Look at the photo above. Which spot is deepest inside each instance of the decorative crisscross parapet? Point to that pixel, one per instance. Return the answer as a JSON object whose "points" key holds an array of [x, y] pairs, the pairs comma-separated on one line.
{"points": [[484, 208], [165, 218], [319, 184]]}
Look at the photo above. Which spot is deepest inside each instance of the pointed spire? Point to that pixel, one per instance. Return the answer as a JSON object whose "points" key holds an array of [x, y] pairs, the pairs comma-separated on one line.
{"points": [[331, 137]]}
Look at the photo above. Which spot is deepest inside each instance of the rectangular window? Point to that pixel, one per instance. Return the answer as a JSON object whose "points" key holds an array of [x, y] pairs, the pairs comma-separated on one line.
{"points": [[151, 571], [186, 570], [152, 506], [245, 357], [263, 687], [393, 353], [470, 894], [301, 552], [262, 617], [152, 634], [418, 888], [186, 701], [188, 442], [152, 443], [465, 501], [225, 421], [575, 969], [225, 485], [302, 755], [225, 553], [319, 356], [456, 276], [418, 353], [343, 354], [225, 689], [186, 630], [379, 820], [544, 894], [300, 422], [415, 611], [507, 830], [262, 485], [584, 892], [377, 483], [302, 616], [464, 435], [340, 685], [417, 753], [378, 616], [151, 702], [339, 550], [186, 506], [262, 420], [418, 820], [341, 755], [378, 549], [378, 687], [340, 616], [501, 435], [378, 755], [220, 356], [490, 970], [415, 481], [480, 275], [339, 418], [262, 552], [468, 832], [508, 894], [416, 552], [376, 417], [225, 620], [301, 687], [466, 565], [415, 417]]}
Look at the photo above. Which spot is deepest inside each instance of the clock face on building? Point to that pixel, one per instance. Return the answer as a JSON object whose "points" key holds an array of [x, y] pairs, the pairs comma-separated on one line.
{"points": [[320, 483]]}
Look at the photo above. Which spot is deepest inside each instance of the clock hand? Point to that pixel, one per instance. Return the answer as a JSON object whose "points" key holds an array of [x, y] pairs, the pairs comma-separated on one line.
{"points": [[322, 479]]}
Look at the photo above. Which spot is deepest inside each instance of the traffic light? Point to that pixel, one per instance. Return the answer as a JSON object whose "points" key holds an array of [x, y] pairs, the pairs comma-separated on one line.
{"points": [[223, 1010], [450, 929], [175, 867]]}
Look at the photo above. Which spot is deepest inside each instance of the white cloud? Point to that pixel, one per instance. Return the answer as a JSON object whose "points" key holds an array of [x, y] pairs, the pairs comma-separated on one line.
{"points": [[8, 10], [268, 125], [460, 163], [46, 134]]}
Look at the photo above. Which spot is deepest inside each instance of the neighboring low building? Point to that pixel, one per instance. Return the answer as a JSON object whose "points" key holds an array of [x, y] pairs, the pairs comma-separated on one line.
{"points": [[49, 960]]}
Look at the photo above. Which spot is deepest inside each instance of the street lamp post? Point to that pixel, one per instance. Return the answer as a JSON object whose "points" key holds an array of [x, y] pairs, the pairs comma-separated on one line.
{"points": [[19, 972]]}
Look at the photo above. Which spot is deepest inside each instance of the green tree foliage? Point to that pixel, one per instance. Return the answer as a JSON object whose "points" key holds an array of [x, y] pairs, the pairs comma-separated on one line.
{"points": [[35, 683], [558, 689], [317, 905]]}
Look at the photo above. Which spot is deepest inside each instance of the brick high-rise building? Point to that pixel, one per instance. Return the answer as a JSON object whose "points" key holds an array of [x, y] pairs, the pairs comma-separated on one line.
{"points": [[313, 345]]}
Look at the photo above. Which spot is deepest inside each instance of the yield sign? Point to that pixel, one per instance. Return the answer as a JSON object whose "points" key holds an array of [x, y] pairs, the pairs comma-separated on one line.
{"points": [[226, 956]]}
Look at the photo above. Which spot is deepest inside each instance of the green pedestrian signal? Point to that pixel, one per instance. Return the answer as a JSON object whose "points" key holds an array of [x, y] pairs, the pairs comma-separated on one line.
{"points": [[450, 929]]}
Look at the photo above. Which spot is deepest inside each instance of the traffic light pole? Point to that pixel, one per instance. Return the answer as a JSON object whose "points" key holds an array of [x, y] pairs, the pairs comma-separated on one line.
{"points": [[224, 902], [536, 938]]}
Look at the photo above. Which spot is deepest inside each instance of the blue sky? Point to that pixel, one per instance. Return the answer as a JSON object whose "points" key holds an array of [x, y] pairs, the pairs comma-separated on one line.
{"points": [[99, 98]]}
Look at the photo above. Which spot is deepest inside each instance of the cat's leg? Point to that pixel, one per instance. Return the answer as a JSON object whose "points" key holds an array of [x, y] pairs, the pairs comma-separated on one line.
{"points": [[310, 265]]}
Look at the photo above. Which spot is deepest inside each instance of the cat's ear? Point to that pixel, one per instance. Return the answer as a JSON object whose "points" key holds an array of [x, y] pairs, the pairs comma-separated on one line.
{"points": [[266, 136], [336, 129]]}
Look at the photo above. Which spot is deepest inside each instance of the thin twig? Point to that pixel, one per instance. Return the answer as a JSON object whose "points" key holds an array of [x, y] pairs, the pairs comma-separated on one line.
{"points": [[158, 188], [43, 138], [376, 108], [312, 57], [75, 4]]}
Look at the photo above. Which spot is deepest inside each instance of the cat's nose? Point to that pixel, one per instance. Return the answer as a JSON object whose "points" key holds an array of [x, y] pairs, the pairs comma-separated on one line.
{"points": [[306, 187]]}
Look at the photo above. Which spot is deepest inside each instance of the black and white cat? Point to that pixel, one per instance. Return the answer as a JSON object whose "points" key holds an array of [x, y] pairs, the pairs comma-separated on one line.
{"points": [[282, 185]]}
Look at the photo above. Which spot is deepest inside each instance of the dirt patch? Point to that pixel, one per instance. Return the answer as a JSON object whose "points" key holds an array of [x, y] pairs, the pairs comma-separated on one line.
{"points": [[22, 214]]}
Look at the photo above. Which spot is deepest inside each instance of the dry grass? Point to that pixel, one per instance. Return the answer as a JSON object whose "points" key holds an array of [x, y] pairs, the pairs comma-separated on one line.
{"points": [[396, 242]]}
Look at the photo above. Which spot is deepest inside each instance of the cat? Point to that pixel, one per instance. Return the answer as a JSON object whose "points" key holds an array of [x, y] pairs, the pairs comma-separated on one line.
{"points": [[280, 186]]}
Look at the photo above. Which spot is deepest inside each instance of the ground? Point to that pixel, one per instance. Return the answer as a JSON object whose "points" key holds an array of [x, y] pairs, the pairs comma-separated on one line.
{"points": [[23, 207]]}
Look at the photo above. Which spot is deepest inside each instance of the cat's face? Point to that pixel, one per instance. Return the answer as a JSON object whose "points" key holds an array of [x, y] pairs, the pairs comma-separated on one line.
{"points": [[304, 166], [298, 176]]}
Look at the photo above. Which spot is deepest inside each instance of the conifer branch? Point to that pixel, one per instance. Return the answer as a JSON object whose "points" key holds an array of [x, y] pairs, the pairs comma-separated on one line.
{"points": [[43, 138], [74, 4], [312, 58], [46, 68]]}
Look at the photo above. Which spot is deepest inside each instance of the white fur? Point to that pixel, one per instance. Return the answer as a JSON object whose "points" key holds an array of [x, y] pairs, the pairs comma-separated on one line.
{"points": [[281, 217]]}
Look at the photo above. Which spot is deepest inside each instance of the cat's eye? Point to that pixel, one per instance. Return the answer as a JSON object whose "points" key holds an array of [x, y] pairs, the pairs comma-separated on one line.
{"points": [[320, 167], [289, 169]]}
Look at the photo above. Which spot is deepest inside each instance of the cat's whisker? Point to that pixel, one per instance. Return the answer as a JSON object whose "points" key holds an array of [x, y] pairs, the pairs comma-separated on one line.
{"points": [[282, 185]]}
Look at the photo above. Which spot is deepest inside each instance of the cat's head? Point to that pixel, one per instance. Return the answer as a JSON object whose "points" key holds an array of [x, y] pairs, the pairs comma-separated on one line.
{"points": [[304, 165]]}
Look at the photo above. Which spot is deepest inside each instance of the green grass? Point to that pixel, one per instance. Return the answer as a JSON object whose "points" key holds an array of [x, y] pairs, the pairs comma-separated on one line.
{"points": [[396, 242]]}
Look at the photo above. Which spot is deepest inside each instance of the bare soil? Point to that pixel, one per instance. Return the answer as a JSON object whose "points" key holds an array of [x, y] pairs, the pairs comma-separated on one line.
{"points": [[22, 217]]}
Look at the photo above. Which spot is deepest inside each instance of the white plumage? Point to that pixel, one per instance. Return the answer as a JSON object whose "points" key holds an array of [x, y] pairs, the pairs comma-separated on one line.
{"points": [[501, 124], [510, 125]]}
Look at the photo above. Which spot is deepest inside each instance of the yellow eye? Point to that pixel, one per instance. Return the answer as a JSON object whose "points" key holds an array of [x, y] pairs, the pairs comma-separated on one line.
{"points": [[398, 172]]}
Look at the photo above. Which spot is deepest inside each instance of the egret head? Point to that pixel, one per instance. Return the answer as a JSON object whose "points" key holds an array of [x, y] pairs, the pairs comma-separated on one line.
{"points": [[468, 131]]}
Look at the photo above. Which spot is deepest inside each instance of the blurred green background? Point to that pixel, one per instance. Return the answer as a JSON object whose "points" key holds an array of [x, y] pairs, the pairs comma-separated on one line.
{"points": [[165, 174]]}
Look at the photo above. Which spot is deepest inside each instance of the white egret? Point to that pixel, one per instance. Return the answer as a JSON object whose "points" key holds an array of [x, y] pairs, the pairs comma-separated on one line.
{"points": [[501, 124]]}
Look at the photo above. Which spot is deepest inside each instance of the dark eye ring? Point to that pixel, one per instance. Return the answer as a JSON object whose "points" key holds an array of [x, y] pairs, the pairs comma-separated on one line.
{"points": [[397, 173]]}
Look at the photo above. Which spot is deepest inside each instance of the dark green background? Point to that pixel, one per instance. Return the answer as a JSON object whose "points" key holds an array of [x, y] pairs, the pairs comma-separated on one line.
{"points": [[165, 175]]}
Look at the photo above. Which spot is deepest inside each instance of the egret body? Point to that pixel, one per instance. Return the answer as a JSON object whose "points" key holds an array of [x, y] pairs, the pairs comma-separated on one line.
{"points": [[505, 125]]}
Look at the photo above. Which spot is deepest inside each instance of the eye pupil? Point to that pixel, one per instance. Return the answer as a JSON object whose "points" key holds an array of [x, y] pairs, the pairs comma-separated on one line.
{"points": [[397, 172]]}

━━━━━━━━━━━━━━━━━━━━━━━━━━━━━━

» ASSIGNED TASK: The lines from the one containing "of the blurred" through the last line of the records are to be transcribed exactly, with nothing else added.

» ANSWER BOX:
Look at the photo above. Which spot is deepest inside each instance of the blurred green background? Point to that pixel, one per instance. Return the answer as a JSON object whose "points" key holds an array of [x, y] pairs, the pairs comma-separated on one line.
{"points": [[165, 174]]}
Look at the photo above. Which spot is deepest inside each instance of the white egret? Point to that pixel, one per instance. Return the answer as a JSON object whose "points" key holds an array of [x, y] pairs, the pairs comma-separated on one line.
{"points": [[501, 124]]}
Look at the photo above. Which spot is deepest inside each instance of the dark eye ring? Point to that pixel, one per instance. Return the answer as a JSON object whose "points" key holds an array of [x, y] pairs, the pairs comma-separated on one line.
{"points": [[397, 173]]}
Look at the photo above. Which spot is deepest inside each instance of the dark green background? Point to that pixel, one per instance. Return the answer as a JSON object whose "points" key holds an array of [x, y] pairs, the pairs comma-separated on one line.
{"points": [[165, 175]]}
Look at the photo above. Which spot is deepest inside each instance of the egret body? Point to that pixel, one per instance. Return the answer as a JSON object whose "points" key holds an array of [x, y] pairs, the pairs comma-separated on one line.
{"points": [[505, 125]]}
Look at the photo above. Which spot is deepest inside each instance of the eye pupil? Point to that pixel, one per instance. Return the answer as a JSON object whose "points" key holds an array of [x, y] pairs, the pairs comma-separated on one line.
{"points": [[397, 172]]}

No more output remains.